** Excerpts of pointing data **
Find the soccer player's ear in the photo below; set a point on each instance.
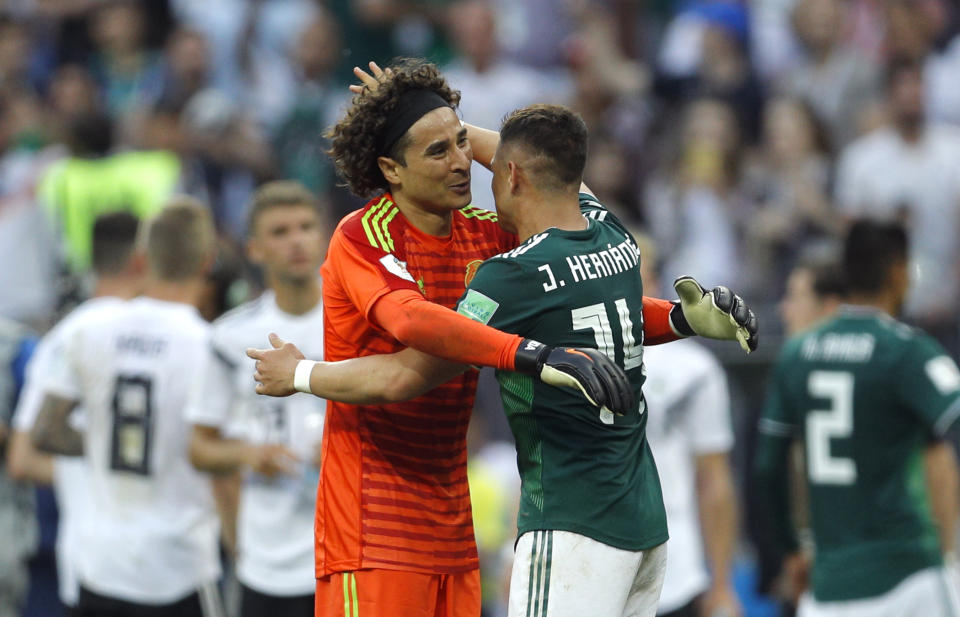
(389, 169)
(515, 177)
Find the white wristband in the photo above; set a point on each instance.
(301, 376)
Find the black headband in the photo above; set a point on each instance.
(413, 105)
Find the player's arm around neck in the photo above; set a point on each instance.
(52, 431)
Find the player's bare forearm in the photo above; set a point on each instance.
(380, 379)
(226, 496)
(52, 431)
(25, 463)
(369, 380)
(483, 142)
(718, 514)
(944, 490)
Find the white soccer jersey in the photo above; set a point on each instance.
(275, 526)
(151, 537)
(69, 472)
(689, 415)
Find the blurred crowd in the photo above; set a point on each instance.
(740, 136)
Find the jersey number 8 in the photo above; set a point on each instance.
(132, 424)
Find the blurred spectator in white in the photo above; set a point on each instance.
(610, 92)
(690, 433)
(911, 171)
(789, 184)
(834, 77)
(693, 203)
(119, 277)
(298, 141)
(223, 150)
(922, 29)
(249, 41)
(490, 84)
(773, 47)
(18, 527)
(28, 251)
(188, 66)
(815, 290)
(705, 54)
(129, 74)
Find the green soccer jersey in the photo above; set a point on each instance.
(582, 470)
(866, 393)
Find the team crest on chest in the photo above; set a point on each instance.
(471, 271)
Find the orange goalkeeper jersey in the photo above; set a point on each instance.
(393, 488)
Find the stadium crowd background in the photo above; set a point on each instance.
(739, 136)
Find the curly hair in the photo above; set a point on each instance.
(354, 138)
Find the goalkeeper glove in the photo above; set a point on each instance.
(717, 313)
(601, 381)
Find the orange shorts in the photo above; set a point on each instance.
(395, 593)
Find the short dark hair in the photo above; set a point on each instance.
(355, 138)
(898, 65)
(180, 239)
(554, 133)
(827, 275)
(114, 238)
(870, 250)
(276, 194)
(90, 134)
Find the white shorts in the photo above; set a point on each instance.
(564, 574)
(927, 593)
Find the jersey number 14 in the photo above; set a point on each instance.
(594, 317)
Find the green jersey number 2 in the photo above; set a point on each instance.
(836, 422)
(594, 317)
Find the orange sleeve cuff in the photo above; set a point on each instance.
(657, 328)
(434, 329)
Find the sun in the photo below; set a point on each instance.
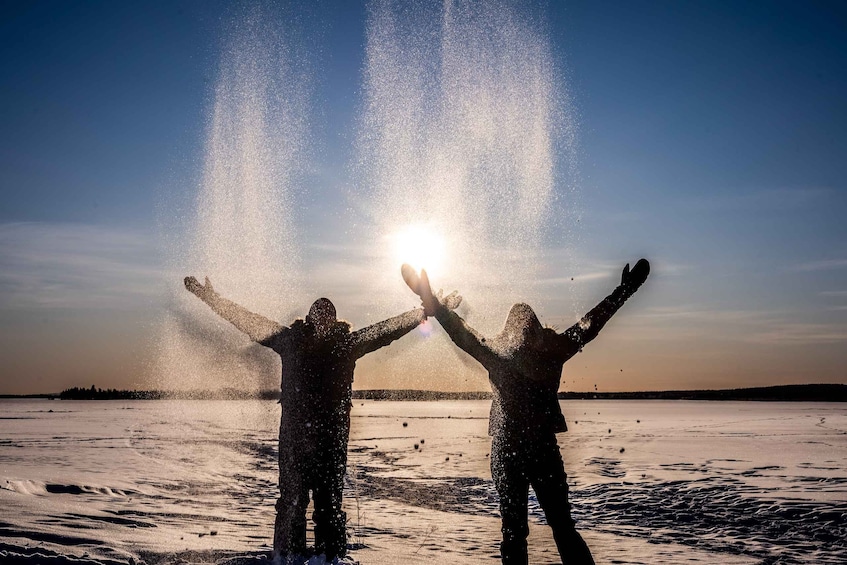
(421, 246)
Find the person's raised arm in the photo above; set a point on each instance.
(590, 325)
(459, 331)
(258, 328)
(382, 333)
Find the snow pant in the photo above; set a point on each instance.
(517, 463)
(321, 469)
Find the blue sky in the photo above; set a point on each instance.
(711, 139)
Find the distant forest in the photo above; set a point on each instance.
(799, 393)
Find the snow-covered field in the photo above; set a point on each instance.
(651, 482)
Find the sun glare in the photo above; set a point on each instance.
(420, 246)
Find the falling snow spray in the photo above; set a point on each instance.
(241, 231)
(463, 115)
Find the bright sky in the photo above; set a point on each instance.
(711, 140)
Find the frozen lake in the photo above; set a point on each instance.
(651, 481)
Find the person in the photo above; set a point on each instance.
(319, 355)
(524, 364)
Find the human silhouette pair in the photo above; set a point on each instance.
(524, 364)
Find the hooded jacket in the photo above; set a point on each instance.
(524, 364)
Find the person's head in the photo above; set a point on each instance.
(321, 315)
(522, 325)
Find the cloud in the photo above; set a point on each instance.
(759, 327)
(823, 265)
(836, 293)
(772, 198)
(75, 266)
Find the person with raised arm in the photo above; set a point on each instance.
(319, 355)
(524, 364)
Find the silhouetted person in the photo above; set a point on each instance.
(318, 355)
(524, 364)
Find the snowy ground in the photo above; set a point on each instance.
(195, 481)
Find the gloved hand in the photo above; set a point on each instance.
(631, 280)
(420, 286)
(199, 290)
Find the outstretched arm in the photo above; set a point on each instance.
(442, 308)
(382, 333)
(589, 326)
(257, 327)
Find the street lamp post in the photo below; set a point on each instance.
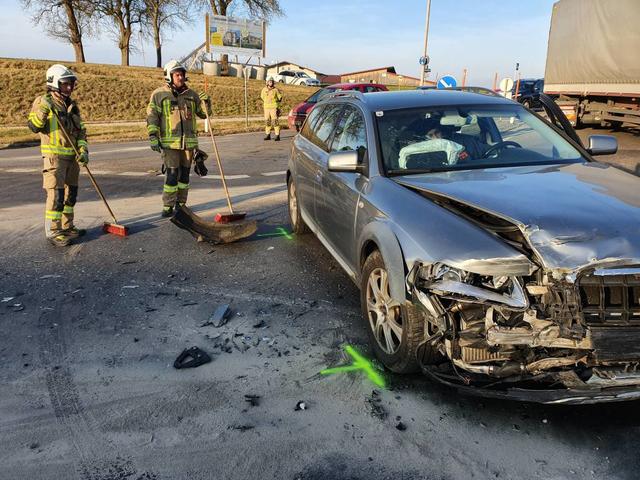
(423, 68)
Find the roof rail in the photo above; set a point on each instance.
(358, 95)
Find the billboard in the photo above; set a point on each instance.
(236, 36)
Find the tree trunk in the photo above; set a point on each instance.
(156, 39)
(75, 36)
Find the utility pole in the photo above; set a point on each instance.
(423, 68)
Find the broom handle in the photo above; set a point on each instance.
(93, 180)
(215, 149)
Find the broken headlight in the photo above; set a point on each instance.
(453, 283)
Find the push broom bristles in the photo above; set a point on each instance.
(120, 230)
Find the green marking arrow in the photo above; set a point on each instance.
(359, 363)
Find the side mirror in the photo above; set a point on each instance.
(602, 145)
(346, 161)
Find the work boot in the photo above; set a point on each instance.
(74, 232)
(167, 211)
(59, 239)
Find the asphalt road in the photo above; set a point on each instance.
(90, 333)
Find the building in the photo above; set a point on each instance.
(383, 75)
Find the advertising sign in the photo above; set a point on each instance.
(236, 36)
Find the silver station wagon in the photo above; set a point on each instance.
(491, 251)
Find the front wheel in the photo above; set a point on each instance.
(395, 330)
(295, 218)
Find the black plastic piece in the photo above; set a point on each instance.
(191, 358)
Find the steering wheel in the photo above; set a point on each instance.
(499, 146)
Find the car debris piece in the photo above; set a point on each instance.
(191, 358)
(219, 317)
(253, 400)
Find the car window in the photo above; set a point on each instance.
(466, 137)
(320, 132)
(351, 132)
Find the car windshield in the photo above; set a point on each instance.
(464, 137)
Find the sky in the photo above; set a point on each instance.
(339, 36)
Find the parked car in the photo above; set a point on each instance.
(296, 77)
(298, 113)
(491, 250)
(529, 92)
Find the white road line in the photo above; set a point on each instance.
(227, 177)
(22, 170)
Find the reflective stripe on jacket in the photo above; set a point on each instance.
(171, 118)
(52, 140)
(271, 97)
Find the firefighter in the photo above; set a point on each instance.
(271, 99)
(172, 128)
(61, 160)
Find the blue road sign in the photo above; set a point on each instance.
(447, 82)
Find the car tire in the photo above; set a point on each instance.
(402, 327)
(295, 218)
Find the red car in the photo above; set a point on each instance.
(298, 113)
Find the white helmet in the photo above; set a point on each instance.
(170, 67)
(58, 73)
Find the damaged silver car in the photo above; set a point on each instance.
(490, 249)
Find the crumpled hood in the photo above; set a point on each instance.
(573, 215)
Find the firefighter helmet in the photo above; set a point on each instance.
==
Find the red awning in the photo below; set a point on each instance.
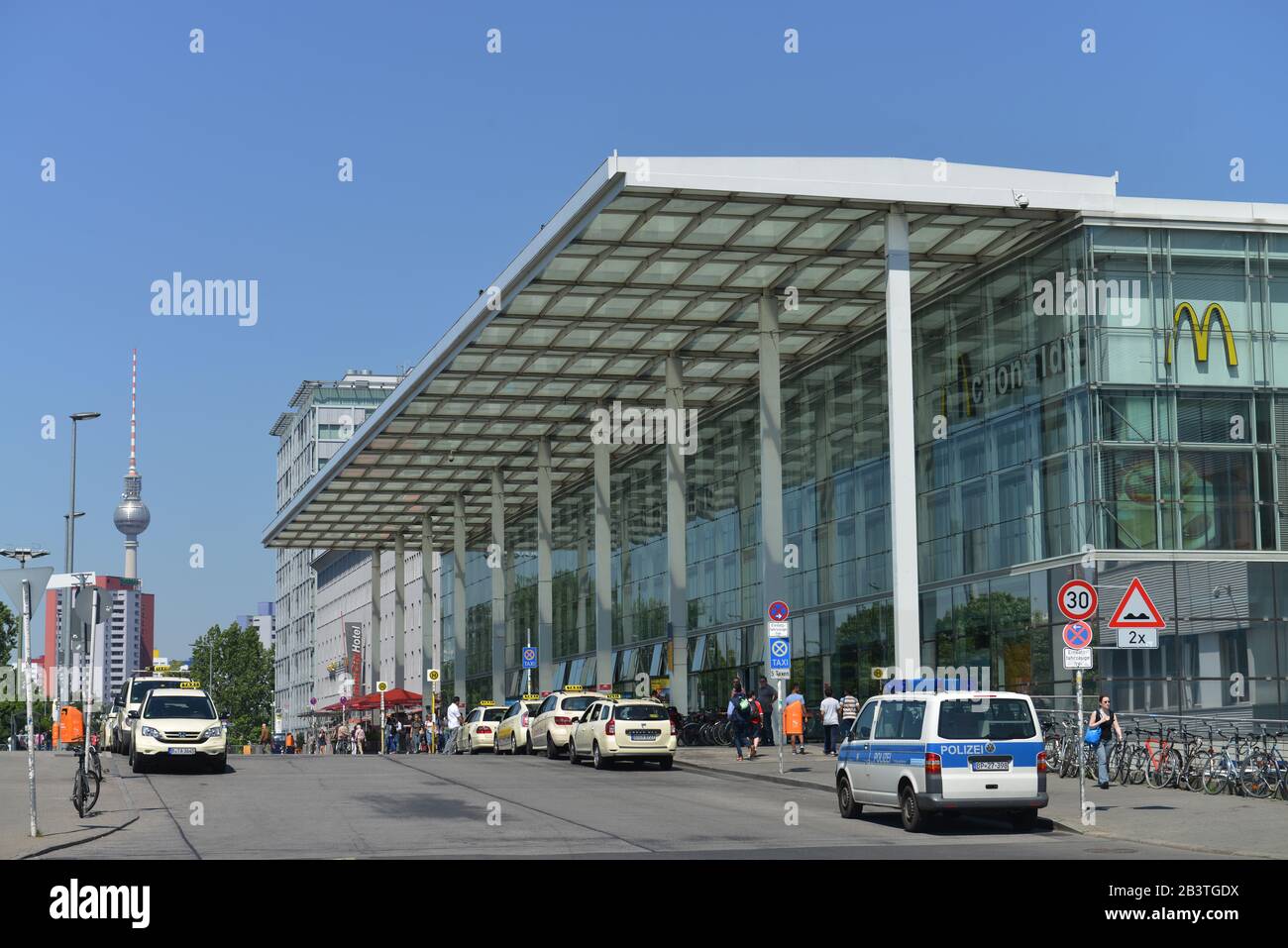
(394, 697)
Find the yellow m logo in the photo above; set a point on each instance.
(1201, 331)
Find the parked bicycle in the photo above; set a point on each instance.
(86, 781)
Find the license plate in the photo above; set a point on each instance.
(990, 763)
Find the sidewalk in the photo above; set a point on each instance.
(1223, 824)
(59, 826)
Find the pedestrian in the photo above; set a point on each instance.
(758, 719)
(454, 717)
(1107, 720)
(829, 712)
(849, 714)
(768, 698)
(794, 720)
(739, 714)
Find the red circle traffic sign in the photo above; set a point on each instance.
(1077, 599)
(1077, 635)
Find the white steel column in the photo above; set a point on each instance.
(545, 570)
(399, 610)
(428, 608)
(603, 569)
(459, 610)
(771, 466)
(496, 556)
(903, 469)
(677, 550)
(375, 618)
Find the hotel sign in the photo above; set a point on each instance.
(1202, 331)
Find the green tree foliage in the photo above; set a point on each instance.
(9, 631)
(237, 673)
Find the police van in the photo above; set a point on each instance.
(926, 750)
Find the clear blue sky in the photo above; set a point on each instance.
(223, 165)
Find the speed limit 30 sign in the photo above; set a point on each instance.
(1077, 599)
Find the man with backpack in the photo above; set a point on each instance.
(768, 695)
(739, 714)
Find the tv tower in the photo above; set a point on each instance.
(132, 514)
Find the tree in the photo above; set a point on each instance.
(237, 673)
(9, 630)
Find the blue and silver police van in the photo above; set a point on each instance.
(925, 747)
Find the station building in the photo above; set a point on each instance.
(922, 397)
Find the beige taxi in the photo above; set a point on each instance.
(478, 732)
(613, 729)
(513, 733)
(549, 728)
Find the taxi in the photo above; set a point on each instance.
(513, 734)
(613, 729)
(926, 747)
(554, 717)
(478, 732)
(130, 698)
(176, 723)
---
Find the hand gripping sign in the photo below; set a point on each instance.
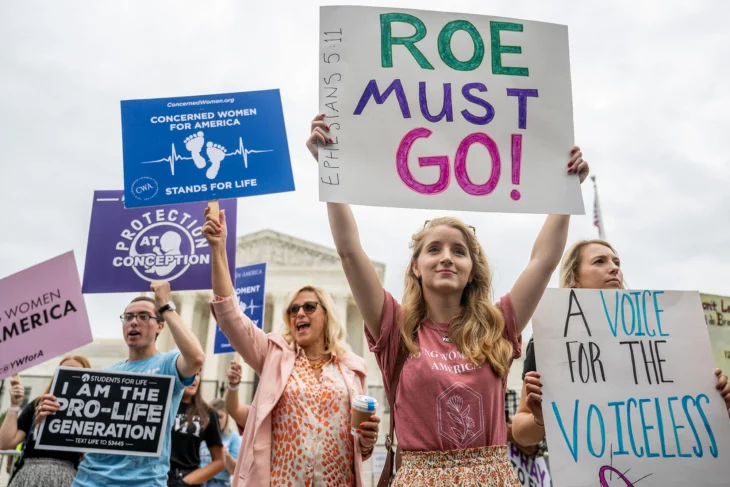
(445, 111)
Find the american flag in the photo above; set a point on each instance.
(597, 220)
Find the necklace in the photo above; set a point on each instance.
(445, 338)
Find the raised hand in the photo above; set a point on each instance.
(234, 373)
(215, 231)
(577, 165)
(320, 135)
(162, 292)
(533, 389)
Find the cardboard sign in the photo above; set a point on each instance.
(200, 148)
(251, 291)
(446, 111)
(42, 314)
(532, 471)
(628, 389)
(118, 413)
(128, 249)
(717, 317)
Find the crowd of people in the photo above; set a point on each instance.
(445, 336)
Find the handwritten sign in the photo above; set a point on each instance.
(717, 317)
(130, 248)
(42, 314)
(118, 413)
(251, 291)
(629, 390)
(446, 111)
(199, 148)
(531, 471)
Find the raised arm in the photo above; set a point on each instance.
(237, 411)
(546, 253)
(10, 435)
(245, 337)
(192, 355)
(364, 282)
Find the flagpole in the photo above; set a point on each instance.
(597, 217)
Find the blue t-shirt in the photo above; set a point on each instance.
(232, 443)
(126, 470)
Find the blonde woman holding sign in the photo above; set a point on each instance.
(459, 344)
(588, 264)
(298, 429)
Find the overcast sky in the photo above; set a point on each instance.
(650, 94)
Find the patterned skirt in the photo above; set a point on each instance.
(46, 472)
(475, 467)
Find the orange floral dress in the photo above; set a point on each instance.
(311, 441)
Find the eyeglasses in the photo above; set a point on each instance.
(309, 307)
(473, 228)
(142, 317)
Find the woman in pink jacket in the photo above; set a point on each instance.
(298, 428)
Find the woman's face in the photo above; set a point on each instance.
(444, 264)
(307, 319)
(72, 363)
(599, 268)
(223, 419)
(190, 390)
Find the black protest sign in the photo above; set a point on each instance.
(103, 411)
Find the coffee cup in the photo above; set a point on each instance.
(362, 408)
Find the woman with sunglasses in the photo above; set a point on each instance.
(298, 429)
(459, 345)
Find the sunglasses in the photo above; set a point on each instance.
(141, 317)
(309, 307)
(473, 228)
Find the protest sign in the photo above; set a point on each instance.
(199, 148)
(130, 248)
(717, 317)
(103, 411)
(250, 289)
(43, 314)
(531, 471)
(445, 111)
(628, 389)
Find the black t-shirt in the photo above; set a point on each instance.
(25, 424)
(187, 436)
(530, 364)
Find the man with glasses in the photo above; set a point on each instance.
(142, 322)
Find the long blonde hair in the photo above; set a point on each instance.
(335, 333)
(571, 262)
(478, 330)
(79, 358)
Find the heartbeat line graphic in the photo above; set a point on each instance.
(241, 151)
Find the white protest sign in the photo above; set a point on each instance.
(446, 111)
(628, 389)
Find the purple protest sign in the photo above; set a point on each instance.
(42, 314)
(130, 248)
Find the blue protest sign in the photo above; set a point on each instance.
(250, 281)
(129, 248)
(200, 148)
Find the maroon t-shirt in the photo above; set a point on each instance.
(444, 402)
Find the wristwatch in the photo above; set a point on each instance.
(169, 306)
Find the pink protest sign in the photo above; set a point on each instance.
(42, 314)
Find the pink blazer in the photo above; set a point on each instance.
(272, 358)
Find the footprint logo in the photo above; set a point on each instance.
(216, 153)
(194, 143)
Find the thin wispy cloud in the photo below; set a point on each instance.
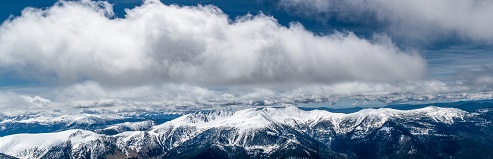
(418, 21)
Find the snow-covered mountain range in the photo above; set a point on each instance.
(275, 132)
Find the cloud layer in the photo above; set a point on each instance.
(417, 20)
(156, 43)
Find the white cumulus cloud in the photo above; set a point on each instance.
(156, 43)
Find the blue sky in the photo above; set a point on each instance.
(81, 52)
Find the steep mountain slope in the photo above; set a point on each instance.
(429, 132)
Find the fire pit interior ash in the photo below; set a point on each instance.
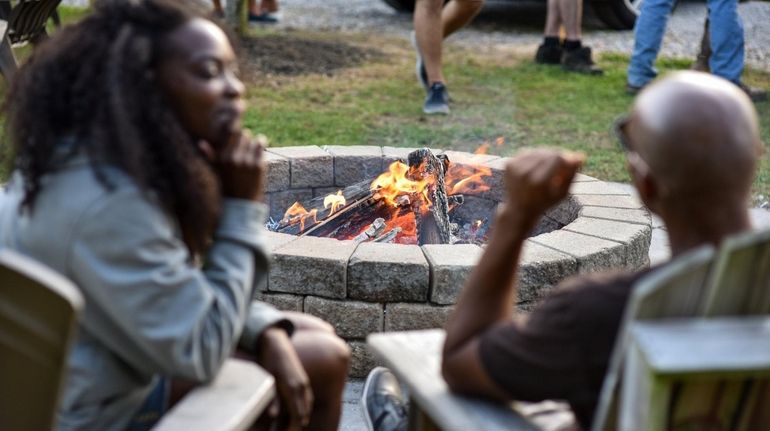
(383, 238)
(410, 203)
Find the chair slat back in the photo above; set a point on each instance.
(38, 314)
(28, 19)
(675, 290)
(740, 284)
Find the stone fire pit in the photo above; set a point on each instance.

** Problem details **
Convert the entries in the part that opens with the line containing "Find the license" and closes with the line containing "(1077, 635)" into a two-column CSV with the headers text and answer, one row per entry. Put each entry's text and its answer in one quoted field apiece, with line breaks turned into spaces.

** Completed task **
text,answer
"Find the license plate in the photo above; set a point on each instance.","(990, 763)"
"Find the sidewalk in the photo above; set a point on each instance.","(1223, 824) (59, 826)"
"Find the pedestrian in the photo above; set a point on each instance.","(758, 719) (454, 717) (1107, 720) (829, 712) (849, 714) (768, 698) (794, 720) (739, 714)"
"Find the red circle traffic sign in the photo above; set a point on each instance.","(1077, 599) (1077, 635)"